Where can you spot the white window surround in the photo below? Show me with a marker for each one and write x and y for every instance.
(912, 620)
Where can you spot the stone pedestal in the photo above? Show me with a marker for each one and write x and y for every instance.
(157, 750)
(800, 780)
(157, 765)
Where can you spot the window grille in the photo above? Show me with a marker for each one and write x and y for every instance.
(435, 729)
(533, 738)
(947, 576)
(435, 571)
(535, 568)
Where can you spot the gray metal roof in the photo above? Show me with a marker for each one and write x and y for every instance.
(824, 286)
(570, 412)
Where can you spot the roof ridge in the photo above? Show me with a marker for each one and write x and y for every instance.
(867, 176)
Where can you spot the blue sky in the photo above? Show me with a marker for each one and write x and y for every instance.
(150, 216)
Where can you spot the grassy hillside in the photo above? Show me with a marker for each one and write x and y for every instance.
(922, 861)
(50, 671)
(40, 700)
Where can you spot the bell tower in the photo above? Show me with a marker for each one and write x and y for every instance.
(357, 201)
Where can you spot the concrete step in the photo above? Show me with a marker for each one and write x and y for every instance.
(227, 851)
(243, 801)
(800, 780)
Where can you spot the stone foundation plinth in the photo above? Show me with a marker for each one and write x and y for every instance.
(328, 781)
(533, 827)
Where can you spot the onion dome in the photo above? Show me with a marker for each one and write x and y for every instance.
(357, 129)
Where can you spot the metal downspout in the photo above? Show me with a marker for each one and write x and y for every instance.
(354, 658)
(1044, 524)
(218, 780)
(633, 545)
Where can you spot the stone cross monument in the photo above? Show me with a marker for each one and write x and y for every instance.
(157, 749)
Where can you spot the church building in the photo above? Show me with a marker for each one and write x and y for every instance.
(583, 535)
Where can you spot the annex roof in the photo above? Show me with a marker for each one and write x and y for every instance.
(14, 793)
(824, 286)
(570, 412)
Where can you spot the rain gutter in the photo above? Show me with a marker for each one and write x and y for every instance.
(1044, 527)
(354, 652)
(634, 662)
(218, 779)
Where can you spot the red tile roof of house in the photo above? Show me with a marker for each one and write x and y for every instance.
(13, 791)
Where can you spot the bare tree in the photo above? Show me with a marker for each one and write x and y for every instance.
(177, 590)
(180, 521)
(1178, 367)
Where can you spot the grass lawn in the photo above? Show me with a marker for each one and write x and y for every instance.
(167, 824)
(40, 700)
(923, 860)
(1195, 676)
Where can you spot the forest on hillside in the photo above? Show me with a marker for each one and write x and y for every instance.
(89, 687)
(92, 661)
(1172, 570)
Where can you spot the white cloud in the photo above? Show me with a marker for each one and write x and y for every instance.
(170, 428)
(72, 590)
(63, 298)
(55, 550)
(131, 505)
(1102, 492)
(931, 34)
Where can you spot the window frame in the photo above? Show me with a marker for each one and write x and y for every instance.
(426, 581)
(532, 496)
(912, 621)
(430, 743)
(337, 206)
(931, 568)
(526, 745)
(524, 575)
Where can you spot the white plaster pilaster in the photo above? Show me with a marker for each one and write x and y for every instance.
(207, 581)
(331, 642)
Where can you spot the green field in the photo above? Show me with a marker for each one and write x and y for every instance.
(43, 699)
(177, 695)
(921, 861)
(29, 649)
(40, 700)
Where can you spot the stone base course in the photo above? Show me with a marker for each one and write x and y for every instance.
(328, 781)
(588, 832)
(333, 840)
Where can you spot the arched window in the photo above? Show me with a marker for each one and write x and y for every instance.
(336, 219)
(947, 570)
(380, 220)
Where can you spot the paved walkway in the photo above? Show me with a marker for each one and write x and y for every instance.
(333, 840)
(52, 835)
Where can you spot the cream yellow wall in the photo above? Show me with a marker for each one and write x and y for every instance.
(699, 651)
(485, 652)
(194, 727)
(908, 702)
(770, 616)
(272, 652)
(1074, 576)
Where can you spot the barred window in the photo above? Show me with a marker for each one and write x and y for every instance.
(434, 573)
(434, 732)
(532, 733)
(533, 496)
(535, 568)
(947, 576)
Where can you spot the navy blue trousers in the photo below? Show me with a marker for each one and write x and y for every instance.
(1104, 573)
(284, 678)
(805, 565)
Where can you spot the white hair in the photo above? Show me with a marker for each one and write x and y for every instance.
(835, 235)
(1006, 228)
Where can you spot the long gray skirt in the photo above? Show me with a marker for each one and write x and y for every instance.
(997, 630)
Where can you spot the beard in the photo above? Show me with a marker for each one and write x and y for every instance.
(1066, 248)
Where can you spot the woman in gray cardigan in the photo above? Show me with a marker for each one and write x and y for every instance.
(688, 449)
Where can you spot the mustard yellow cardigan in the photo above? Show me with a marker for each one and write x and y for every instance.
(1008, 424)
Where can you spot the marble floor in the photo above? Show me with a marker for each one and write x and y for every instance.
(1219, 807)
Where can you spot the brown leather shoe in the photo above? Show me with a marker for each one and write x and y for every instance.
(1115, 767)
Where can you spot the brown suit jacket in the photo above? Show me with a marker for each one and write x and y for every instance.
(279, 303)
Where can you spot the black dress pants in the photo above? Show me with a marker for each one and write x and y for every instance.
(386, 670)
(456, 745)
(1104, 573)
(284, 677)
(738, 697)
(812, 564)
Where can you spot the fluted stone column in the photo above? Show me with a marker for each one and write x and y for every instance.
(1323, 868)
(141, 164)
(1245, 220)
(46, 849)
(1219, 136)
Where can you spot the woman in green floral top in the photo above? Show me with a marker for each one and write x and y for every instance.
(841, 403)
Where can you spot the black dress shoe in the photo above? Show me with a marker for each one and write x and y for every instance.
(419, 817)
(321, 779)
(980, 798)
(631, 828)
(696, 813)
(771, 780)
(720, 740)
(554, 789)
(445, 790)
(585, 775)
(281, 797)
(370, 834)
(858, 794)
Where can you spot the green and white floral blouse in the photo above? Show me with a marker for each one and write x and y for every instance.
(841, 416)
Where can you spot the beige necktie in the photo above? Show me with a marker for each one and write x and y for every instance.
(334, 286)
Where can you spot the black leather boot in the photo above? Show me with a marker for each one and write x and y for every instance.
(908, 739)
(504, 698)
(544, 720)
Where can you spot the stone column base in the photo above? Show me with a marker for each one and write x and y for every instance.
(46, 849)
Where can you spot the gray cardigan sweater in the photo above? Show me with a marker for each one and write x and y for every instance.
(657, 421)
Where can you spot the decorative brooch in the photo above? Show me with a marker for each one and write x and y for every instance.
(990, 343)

----

## Task directions
Please restate the material above, word for word and in full.

## Response
Where can you spot the white window surround in the photo below? Show me with a marker for each one and write x and y for every instance.
(912, 620)
Where can you spot the stone pedestal in the photo above? Show me with a marker for each one and write x and y for every instance.
(157, 750)
(800, 780)
(157, 765)
Where can you spot the window grille in the photo above? Show me with a marker for each one and write x and y for every instance.
(435, 729)
(533, 738)
(947, 576)
(435, 571)
(535, 568)
Where can you spot the gray metal roof in the photo above? Show me with a marker for each one and write x and y for every instance.
(824, 286)
(570, 412)
Where can you spot the roof ridge in the photo above? Show me with a marker for each one and write x and y for every instance.
(867, 176)
Where can you spot the blue sky in the photo above? Show me with a marker for each one and write x and y for every instance.
(150, 216)
Where can you spot the grassy hillside in the photo above? Show me with a marker for each one and write x and y for every instance.
(922, 861)
(50, 671)
(40, 700)
Where can you spot the bell tower in the photo above? Show me with a marker for each one and write x and y for every instance.
(357, 201)
Where can you spot the concrete step in the photo above? Show me with a marker for each one and write x and y for every instance.
(227, 851)
(243, 801)
(800, 780)
Where can you spot the stone foundation plinth in the photo above? Show me with a marker for each one and write x and y for every instance.
(328, 781)
(533, 827)
Where can you spot the onion dome in the photo above? Show me with a marker for each one and write x and y for every instance.
(357, 129)
Where can you spot the metal downspout in the photo above? Show me with a marker for each one and write x and y for every instance.
(354, 658)
(1044, 524)
(218, 780)
(633, 545)
Where can you spot the stone cross monument in the photo above? Show me with a marker for each one and write x and y for every instance.
(157, 749)
Where can you spot the church building in the photo above? Show me with a marker for each one and write x and y for every instance.
(583, 535)
Where can you spot the annex roof in the photo above? Show me with a marker for each one and write x and y for every instance.
(14, 793)
(824, 286)
(570, 412)
Where can you spot the rain gutter in the photo above? Show me with a marker for each one and write x and y for every instance.
(1044, 527)
(354, 652)
(634, 662)
(218, 779)
Where can you spot the red tile roof of house in the photo above? Show me with a marker for each one and write x and y for every instance.
(13, 791)
Where can you spot the bare tree in the photo above? Show me with a marker for each one and write x and y for every instance.
(177, 590)
(180, 521)
(1178, 367)
Where can you spot the grass lawn in the photo above? Show me with a marker for each one and write x and y for every instance.
(167, 824)
(40, 700)
(923, 860)
(1195, 676)
Where can you spot the forest on hillside in the photo above? Show me with a marker for each one and write x and y for every instance.
(89, 687)
(92, 661)
(1172, 570)
Where can you spot the white cloud in the photo above? Show me with a marker for each one and write x and y for every instance.
(170, 428)
(72, 590)
(63, 298)
(55, 550)
(131, 505)
(1102, 492)
(931, 34)
Where can you spot the window frame in the photo above? Show me with a marker for each one and write x and y for every instance.
(426, 581)
(532, 496)
(912, 621)
(430, 743)
(337, 206)
(931, 568)
(526, 745)
(524, 575)
Where can you spot the white plaster pilaster in the photo above? Show me with a marker for each one and write x and y for every instance.
(207, 581)
(331, 642)
Where can you spot the green field in the photo above? Show me with a marker for each one and write x and y for every instance.
(43, 699)
(177, 695)
(921, 861)
(29, 649)
(40, 700)
Where can you spot the stone base course in the photo above? Show me with a marker for each one and write x and y for every instance.
(328, 781)
(588, 832)
(333, 840)
Where can you spot the arched window in the photo above? Show me with a marker for each one and write x and y for every instance.
(336, 219)
(947, 570)
(380, 220)
Where can you spot the paved walkway in the photo above? Show me with a marker for each one and write x and y for every instance.
(333, 840)
(52, 835)
Where can you spot the cream yellow wall in the photo above? Show me with a marker for each one and write x and y for every instance.
(699, 651)
(485, 652)
(194, 727)
(908, 702)
(770, 616)
(272, 652)
(1074, 576)
Where can you spot the barred window in the photo above? Show me with a marker for each one and write x and y for every instance.
(434, 573)
(434, 732)
(532, 733)
(533, 496)
(535, 568)
(947, 576)
Where can you spot the navy blue trousers in the photo below? Show me with a marker for each one and write x and y for every instance.
(1104, 573)
(284, 678)
(805, 565)
Where can you spot the white hair in the photo above? Show me with a marker for each one and write x and y for every instance.
(835, 235)
(1006, 228)
Where can you spot the long gray skirt in the photo above? Show me with a marker for each one and write x and y for every instance.
(997, 630)
Where can you spot the beard in the photo above? Show me with a marker for each one and write x and y for every instance.
(1066, 248)
Where can you spot the woman in gray cardigan in the photo above? Show me with a marker for each one and write x and y for every instance.
(688, 449)
Where can you spot the mustard yellow cardigan in the photo above? Show me with a marker for each one and write x and y for every instance.
(1008, 424)
Where can you spot the marble floor in the photo above? Show me with a marker for each one and write x and y for every instance.
(1219, 807)
Where can you spot the brown leather shoe in the photo above? Show me with a marker for each one and write x and y for every instance.
(1115, 767)
Where can you spot the brown suit jacket in the photo above? Show me with a marker for each one and write x and y for every instance.
(279, 303)
Where can you spot the black dress pants in the photo above? Show me with a marker for each one and write x and y for every instance.
(386, 670)
(456, 745)
(1104, 573)
(284, 677)
(738, 697)
(812, 564)
Where can you spot the fluted stone column in the photo above? Show me with a marker for each one and write x and y for every instance.
(1323, 868)
(141, 164)
(1245, 220)
(46, 849)
(1219, 136)
Where can you spot the woman in green floral top in the photo above? Show me with a marker for each one and write x and y for every instance.
(841, 403)
Where can you spot the black dress shoe in the photo above? Show me with a marker for each one and write x and y for every instance.
(419, 817)
(321, 779)
(980, 798)
(631, 828)
(696, 813)
(771, 780)
(720, 740)
(554, 789)
(445, 790)
(585, 775)
(281, 797)
(370, 834)
(858, 794)
Where can you spot the green and white floral blouse in the photo above? Show me with a marker for each one and write x and y for every instance.
(841, 416)
Where can you spot the beige necktie in the photo above? Show me with a marker for each one and write x and y for every instance.
(334, 286)
Where can you spot the black leather boot in the photo above? Show me with a marker for each one and write x and y for every instance.
(908, 739)
(504, 698)
(544, 720)
Where can you spot the stone column base in the photo above? Show me with a marker for each one and write x and y for every instance.
(46, 849)
Where can you spot the gray cardigan sweater in the photo above? Show me with a marker for each one and write x and y for every instance.
(657, 421)
Where can you spot the decorative brooch in the photo above? Show me with a marker for each one and write x and y for every instance.
(990, 343)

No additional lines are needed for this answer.